Member of Parliament for Rye
- In office 1722–1727
- Preceded by: Phillips Gybbon Sir John Norris
- Succeeded by: Phillips Gybbon John Norris

Personal details
- Born: c.1694
- Died: 26 June 1754
- Party: Whig
- Spouse: Elizabeth Priestman
- Relations: Sir John Norris (brother-in-law)
- Children: 4

= Henry Aylmer, 2nd Baron Aylmer =

British politician

Henry Aylmer, 2nd Baron Aylmer (c. 1694 – 26 June 1754) was a British Whig politician.

==Early life==
Henry Aylmer was born in around 1694, the son of Admiral of the Fleet Matthew Aylmer, 1st Baron Aylmer.

==Political career==
Aylmer succeeded his father in the barony on 16 August 1720. He was instead returned to Parliament for Rye in 1722, a seat he held until 1727. He was also an Equerry to King George I from 1714 to 1727 and served as Comptroller of the Mint between 1727 and 1754.

◆ **Requirement 1**:
Put the records from the line containing "mark: the pink beak" through the end of the records into a two-column CSV with the columns input and output. Give one row per record, with its text and its answer each in a single quoted field and line breaks replaced by spaces.

◆ **Supplied data**:
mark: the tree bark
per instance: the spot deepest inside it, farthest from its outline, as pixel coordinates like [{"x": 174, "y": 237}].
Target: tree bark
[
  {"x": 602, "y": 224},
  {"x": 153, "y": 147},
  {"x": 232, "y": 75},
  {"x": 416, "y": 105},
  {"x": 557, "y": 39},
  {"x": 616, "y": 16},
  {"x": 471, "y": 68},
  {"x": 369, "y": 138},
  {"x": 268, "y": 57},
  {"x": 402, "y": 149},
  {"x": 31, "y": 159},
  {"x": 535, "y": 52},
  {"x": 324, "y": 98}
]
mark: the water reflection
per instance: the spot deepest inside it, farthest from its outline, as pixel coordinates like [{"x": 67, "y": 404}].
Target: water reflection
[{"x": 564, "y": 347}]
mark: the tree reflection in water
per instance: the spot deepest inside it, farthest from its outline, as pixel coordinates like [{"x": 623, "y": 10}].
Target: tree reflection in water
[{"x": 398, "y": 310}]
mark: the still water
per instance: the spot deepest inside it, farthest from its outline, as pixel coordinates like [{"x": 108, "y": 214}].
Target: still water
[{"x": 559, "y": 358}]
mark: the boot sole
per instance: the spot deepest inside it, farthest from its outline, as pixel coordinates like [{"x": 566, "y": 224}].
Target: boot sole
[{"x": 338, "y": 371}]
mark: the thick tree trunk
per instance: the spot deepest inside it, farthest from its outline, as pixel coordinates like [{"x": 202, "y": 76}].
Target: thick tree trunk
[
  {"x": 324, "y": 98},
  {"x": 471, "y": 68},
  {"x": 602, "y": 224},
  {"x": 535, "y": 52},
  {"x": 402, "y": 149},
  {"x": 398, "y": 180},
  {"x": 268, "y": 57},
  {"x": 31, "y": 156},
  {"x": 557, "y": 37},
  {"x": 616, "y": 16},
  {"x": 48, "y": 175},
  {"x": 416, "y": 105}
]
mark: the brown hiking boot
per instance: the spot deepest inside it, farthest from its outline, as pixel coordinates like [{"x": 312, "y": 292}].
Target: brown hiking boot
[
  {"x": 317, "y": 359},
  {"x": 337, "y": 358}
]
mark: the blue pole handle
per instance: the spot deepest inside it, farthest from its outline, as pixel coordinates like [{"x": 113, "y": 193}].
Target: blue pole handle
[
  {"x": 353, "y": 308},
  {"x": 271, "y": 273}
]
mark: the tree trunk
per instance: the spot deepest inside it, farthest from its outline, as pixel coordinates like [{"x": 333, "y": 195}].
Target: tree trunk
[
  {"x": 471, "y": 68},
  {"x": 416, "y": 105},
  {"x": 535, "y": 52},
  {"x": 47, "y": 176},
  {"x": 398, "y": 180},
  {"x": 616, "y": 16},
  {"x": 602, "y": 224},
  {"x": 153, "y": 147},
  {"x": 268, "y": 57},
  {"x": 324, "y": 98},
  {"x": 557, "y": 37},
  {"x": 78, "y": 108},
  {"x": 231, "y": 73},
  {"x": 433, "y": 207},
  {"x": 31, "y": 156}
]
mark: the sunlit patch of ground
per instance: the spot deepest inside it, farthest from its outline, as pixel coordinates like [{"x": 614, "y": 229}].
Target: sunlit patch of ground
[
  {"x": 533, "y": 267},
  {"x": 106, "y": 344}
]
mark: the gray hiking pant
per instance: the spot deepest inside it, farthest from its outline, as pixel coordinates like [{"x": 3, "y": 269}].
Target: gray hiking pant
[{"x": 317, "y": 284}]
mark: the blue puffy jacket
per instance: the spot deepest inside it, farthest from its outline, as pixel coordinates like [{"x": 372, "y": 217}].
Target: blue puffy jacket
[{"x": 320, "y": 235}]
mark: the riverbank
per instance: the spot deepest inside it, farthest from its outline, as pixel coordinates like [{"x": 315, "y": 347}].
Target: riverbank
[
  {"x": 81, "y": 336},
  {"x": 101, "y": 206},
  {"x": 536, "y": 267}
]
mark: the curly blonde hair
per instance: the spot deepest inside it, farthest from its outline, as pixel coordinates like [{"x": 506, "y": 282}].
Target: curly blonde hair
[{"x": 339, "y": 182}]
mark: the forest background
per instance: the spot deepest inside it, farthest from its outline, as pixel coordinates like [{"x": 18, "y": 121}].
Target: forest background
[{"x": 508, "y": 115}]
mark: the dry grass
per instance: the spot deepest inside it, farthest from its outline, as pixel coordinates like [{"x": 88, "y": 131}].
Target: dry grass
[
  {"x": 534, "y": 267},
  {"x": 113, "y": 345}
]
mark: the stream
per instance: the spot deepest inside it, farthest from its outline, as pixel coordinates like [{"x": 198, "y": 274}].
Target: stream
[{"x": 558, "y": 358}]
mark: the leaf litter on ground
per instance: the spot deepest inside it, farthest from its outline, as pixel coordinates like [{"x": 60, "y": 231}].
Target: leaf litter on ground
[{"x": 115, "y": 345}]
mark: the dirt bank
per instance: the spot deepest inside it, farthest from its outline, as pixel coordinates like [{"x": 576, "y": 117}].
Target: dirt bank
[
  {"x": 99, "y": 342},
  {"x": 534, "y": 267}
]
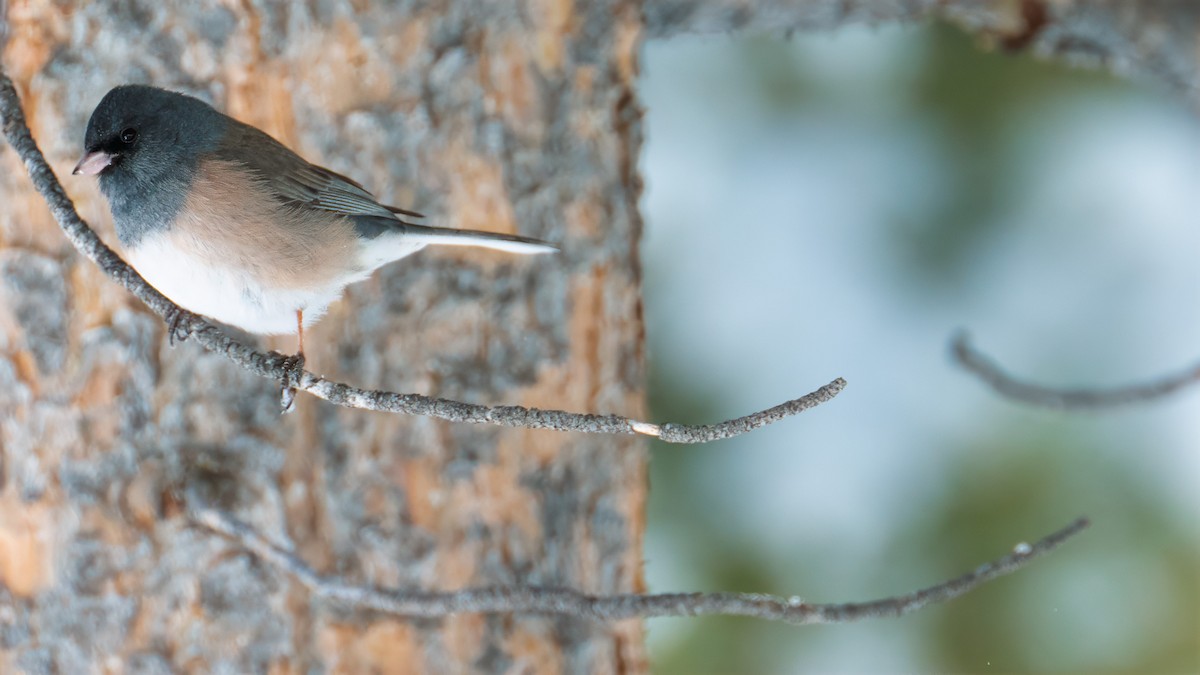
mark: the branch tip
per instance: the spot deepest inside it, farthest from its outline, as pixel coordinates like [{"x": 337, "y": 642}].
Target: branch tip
[
  {"x": 557, "y": 601},
  {"x": 975, "y": 362}
]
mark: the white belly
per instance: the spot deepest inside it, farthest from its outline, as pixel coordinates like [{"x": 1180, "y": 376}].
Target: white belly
[{"x": 225, "y": 293}]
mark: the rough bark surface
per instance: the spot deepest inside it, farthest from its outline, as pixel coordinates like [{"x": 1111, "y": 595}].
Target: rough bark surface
[{"x": 509, "y": 117}]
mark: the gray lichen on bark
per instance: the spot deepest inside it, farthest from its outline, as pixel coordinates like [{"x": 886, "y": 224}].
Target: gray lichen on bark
[{"x": 496, "y": 117}]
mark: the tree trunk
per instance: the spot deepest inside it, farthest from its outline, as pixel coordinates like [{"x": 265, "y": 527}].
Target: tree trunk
[{"x": 492, "y": 115}]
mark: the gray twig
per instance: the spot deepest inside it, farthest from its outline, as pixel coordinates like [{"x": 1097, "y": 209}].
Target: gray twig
[
  {"x": 275, "y": 365},
  {"x": 533, "y": 599},
  {"x": 1156, "y": 37},
  {"x": 1009, "y": 387}
]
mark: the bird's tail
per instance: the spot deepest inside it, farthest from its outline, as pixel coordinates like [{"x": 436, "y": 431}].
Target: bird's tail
[{"x": 447, "y": 237}]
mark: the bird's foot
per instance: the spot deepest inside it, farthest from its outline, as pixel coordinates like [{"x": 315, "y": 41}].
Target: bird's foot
[
  {"x": 178, "y": 326},
  {"x": 293, "y": 372}
]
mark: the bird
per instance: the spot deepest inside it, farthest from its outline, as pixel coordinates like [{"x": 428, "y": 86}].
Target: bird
[{"x": 229, "y": 223}]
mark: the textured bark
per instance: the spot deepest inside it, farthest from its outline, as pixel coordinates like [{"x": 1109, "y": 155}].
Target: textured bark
[{"x": 505, "y": 117}]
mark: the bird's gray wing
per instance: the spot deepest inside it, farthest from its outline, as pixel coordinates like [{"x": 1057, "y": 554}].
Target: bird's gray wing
[{"x": 298, "y": 181}]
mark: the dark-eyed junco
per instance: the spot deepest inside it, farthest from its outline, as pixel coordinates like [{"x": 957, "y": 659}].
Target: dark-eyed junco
[{"x": 229, "y": 223}]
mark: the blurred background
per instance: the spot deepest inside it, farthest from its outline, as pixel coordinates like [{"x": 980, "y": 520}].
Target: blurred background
[{"x": 839, "y": 205}]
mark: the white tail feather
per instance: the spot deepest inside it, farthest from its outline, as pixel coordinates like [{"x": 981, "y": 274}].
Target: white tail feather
[{"x": 481, "y": 239}]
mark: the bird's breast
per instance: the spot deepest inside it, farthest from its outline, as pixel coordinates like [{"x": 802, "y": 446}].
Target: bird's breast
[{"x": 237, "y": 255}]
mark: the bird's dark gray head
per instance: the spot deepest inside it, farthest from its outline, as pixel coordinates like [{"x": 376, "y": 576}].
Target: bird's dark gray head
[
  {"x": 144, "y": 143},
  {"x": 143, "y": 131}
]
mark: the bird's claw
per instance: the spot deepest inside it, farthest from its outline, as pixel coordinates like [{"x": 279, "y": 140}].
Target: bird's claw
[{"x": 293, "y": 372}]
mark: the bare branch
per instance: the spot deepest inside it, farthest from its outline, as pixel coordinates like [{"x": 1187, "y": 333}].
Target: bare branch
[
  {"x": 1009, "y": 387},
  {"x": 533, "y": 599},
  {"x": 279, "y": 366},
  {"x": 1156, "y": 37}
]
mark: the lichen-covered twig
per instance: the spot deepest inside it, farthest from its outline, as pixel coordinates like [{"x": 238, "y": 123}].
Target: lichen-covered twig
[
  {"x": 1009, "y": 387},
  {"x": 532, "y": 599},
  {"x": 277, "y": 366}
]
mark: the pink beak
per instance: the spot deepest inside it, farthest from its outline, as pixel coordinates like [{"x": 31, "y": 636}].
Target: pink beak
[{"x": 93, "y": 163}]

◆ **Requirement 2**:
Revise the stretch of the Henry Aylmer biography from "Personal details" through "British Whig politician.", changing "Whig" to "Tory" wherever it appears.

◆ **Task output 1**:
input,output
"mark: the pink beak per instance: the spot deepest inside it, farthest from its outline, as pixel coordinates like [{""x"": 31, ""y"": 636}]. Target: pink beak","[{""x"": 93, ""y"": 163}]"

◆ **Task output 2**:
Personal details
- Born: c.1694
- Died: 26 June 1754
- Party: Tory
- Spouse: Elizabeth Priestman
- Relations: Sir John Norris (brother-in-law)
- Children: 4

= Henry Aylmer, 2nd Baron Aylmer =

British politician

Henry Aylmer, 2nd Baron Aylmer (c. 1694 – 26 June 1754) was a British Tory politician.